• [Input records]:
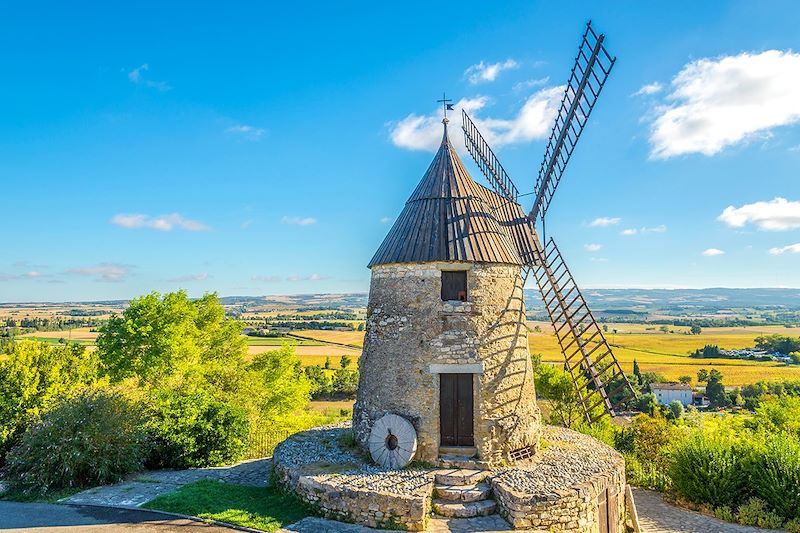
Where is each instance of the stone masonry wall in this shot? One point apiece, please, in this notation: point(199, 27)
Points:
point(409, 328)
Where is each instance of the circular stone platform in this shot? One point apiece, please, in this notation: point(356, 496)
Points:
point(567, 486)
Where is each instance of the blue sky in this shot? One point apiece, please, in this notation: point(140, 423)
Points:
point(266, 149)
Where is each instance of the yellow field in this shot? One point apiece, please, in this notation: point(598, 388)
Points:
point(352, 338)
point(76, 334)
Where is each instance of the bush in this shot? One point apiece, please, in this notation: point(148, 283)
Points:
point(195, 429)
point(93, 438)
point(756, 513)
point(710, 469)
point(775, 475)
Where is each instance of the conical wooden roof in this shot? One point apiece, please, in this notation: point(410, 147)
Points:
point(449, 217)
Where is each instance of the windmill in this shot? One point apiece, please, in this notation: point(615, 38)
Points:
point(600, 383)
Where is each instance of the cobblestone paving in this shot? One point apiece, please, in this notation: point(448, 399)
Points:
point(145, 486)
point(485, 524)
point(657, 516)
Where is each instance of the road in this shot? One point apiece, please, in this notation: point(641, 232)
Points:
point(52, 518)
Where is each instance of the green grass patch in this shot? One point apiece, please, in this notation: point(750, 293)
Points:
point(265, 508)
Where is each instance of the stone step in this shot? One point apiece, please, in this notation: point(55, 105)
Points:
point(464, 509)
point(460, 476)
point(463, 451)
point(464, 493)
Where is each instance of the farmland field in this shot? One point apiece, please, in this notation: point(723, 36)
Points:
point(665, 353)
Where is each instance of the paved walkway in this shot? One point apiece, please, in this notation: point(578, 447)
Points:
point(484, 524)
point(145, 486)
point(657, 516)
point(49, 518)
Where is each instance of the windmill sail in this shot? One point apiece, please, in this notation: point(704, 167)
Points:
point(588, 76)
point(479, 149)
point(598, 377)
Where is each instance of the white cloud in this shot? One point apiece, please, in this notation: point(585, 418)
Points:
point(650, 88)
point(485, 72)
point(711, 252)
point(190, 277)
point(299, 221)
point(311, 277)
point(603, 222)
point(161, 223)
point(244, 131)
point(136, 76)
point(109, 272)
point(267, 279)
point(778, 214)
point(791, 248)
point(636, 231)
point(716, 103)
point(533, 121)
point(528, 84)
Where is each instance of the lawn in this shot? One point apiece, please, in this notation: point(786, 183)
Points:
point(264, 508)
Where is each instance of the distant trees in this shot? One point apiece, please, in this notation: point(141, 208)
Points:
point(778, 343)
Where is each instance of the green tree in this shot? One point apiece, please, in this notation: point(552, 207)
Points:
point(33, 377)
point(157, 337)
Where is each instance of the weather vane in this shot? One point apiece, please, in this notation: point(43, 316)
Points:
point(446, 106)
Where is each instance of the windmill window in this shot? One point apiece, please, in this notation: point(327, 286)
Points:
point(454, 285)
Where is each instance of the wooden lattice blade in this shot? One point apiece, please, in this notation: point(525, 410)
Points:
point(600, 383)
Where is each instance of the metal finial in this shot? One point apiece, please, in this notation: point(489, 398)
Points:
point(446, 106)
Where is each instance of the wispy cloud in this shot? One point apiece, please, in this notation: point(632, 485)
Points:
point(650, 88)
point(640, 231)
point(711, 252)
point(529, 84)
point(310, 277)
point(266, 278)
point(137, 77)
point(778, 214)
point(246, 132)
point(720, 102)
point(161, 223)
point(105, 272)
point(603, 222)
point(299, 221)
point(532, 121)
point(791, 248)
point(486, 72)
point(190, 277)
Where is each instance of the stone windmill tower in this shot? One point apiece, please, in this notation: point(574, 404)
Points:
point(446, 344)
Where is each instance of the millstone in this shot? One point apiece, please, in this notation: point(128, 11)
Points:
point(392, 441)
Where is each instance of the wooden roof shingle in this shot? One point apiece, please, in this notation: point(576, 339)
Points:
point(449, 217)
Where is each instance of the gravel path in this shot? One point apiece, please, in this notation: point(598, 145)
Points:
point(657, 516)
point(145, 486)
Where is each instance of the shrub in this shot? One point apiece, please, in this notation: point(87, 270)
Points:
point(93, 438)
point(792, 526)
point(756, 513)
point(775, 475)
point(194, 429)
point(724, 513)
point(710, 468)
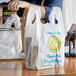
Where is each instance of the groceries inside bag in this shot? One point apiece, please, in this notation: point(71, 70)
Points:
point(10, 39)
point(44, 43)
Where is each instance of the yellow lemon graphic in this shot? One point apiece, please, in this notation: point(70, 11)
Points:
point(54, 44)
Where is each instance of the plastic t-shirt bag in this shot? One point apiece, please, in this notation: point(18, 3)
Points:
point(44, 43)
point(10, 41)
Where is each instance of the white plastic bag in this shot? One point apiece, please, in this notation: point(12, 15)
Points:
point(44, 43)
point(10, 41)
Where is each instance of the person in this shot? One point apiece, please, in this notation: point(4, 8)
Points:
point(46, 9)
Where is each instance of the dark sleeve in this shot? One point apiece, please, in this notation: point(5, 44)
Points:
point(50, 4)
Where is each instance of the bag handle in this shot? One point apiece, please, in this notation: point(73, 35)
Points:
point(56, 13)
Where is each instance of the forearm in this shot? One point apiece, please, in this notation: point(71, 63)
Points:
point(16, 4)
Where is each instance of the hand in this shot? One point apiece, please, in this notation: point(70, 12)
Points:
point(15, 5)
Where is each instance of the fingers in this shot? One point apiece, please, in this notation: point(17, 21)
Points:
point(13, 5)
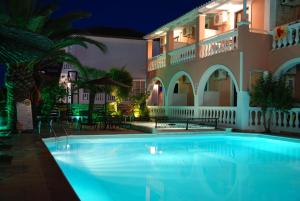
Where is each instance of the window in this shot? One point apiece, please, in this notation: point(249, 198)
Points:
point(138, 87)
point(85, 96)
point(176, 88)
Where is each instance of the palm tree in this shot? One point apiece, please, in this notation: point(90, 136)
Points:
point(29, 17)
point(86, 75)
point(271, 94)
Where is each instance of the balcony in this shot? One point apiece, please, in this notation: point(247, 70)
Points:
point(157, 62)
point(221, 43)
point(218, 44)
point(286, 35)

• [Problem to solve]: Your copy should match every record exactly and contain no pictures.

• [Output of the exercise]:
Where is each instance of the stone masonry wall in this shot? One point apiece, please, in this notation: point(199, 27)
Points:
point(409, 328)
Where is each instance of the circular stone platform in this shot? One point apiece, please, in this notation: point(356, 496)
Points:
point(567, 486)
Where is each instance of the blue sky in this shot? One point apiece, please, in this notation: point(140, 423)
Points:
point(266, 149)
Where is each instance of the yellow field in this shot? One point apiece, please, in this notation: point(598, 388)
Points:
point(352, 338)
point(76, 334)
Where is each instance of the bush in this shot? One point apiece, please, in this notation: point(148, 283)
Points:
point(195, 429)
point(93, 438)
point(756, 513)
point(710, 469)
point(775, 475)
Where is each instance of the conical wooden roof in this shot? One point apiece, please, in this notation: point(410, 147)
Points:
point(449, 217)
Where is each instance of the windmill in this shot? One point apiece, please, in this notation: point(615, 38)
Points:
point(600, 383)
Where is each instance of the cobblestone paving in this shot? One point apiece, please, in this notation: point(448, 399)
Points:
point(145, 486)
point(485, 524)
point(657, 516)
Where is each instance of the road in this shot? One point apiece, please, in this notation: point(641, 232)
Points:
point(52, 518)
Where is each instance of the green grass patch in this shot? One point apiece, please, in this notation: point(750, 293)
Points:
point(265, 508)
Where is each instance of the stone step in this shot? One point apiece, please, in this notation: point(55, 105)
Points:
point(464, 509)
point(460, 476)
point(463, 451)
point(464, 493)
Where is each instance of the farmland field in this shot? One point apiece, please, in this notation: point(723, 36)
Points:
point(665, 353)
Where is each instance of the paved walkway in this shot? One point apiece, please, in this notation: point(578, 447)
Points:
point(484, 524)
point(145, 486)
point(657, 516)
point(49, 518)
Where is each instance of the windmill sail in this shot? One point apiece, please, in this notation: point(704, 167)
Points:
point(588, 76)
point(479, 149)
point(598, 377)
Where is each instance of the white cloud in this shot? One point apiece, please, in this notation: point(585, 418)
Points:
point(650, 88)
point(485, 72)
point(711, 252)
point(190, 277)
point(299, 221)
point(311, 277)
point(603, 222)
point(161, 223)
point(244, 131)
point(136, 76)
point(109, 272)
point(267, 279)
point(778, 214)
point(791, 248)
point(636, 231)
point(716, 103)
point(533, 121)
point(528, 84)
Where is each instance of the lawn in this shot? One point apiece, please, in this notation: point(786, 183)
Points:
point(264, 508)
Where is each instance of the distant trees in this shot? One point apiece, please, in this notation: point(141, 208)
Points:
point(778, 343)
Where is each instance of the green tree in this shot? One point apiece, please, in this notation: point(552, 207)
Points:
point(33, 377)
point(157, 337)
Where is each instance of the weather vane in this shot? One point apiece, please, in this notation: point(43, 316)
Points:
point(446, 106)
Where is each instance of the windmill window in this shot? One point apiece, please, in this notation: point(327, 286)
Points:
point(454, 285)
Where is each instance of the wooden lattice blade in this shot? One point apiece, please, in this notation: point(525, 410)
Points:
point(600, 383)
Where is each instance of the metal finial in this shot? One point apiece, please, in this notation: point(489, 398)
Points:
point(446, 106)
Where is each instance of the wispy cloud in this shot? One point apiece, please, in this notation: point(632, 485)
Points:
point(650, 88)
point(640, 231)
point(711, 252)
point(529, 84)
point(310, 277)
point(266, 278)
point(137, 77)
point(778, 214)
point(246, 132)
point(720, 102)
point(161, 223)
point(105, 272)
point(603, 222)
point(299, 221)
point(532, 121)
point(791, 248)
point(486, 72)
point(190, 277)
Where is each instance of the stone windmill tower in this shot? One point apiece, please, in this notation: point(574, 404)
Points:
point(446, 344)
Where is each instance of the millstone in this shot? One point apiece, please, in this notation: point(128, 11)
Points:
point(392, 441)
Where is each instance of the wooden roof shingle in this shot? One point apiece, please, in this notation: point(576, 339)
Points:
point(449, 217)
Where is each instance of the gravel path in this shot? One point apiece, please, in this notation: point(598, 145)
Points:
point(657, 516)
point(145, 486)
Where is each instance of the shrub in this shot? One point apiece, please, in this notation: point(87, 270)
Points:
point(93, 438)
point(792, 526)
point(756, 513)
point(775, 475)
point(194, 429)
point(724, 513)
point(710, 468)
Where is each instance of the groceries inside bag in this shot? One point apiece, please, in this notation: point(71, 70)
Points:
point(10, 39)
point(44, 43)
Where is each instance of the yellow lemon graphic in this shot? One point apiece, please, in this notation: point(70, 11)
Points:
point(54, 44)
Where is each instance of the plastic t-shirt bag in this shot? One point apiece, please, in this notation: point(18, 3)
Points:
point(44, 43)
point(10, 41)
Where is each instance of the white plastic bag in this shot? One point apiece, please, in this notation: point(12, 15)
Points:
point(44, 43)
point(10, 41)
Where is each instance of the person in this shot? One point apiece, please, in this notation: point(4, 8)
Points:
point(46, 9)
Where is each instance of the dark sleeve in this shot? One point apiece, please, in this notation: point(5, 44)
Points:
point(50, 4)
Where is each instance of the bag handle in this shot? One point apiece, please, in this notation: point(73, 35)
Points:
point(56, 13)
Where is each instance of the forearm in this shot? One point apiece, please, in this notation: point(71, 63)
Points:
point(16, 4)
Where is each instance of the hand in this shot? One point apiece, please, in this notation: point(70, 12)
Points:
point(15, 5)
Where is each instance of the fingers in this shot? One point apiece, please, in this notation: point(17, 21)
Points:
point(13, 5)
Where is each instance of the window in this shot? One point apiece, please, in this notation: point(249, 198)
Points:
point(138, 87)
point(85, 96)
point(176, 88)
Where is each instance of the palm tree in this shot? One point apiece, please, in this notation: point(90, 136)
Points:
point(29, 17)
point(86, 75)
point(271, 94)
Where is each instance of the balcony in this shot? One point apiece, please, in this notation: point(247, 70)
Points:
point(157, 62)
point(221, 43)
point(218, 44)
point(286, 35)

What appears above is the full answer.